What you will do
A: According to the abstract below about Hurricane Katrina's landfall, on what day and at what time is the presentation scheduled?
B: For each statement, decide whether the abstract on Hurricane Katrina's landfall supports it. Answer yes or no, and quote the exact words from the abstract that decide it.
(i) The study looks at how Hurricane Katrina evolved during its landfalls.
(ii) The presentation takes place on a Saturday.
(iii) Z. Pu is listed alongside Hailing Zhang.
C: Reproduce the passage of the abstract on Hurricane Katrina's landfall between "17A.5 Interactions between" and "during its landfalls.", inclusive.

17A.5 Interactions between the atmospheric boundary layer and Hurricane Katrina (2005) during its landfall

Friday, 4 April 2014: 2:30 PM
Garden Ballroom (Town and Country Resort )
Hailing Zhang, Univ. of Utah, Salt Lake City, UT; and Z. Pu

The interaction between a hurricane's vortex and the atmospheric boundary layer could be essential in controlling changes in the intensity and structure of landfalling hurricanes. In this study, we investigate the impact of atmospheric boundary layer conditions on the evolution of Hurricane Katrina (2005) during its landfalls.

Data section
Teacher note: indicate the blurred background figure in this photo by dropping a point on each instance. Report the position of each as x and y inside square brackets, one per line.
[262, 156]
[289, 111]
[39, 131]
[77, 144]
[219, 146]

Answers by item number
A: Friday, 4 April 2014, at 2:30 PM.

B:
(i) Yes: "we investigate the impact of atmospheric boundary layer conditions on the evolution of Hurricane Katrina (2005) during its landfalls"
(ii) No: "Friday, 4 April 2014: 2:30 PM"
(iii) Yes: "Hailing Zhang, Univ. of Utah, Salt Lake City, UT; and Z. Pu"

C:
17A.5 Interactions between the atmospheric boundary layer and Hurricane Katrina (2005) during its landfall

Friday, 4 April 2014: 2:30 PM
Garden Ballroom (Town and Country Resort )
Hailing Zhang, Univ. of Utah, Salt Lake City, UT; and Z. Pu

The interaction between a hurricane's vortex and the atmospheric boundary layer could be essential in controlling changes in the intensity and structure of landfalling hurricanes. In this study, we investigate the impact of atmospheric boundary layer conditions on the evolution of Hurricane Katrina (2005) during its landfalls.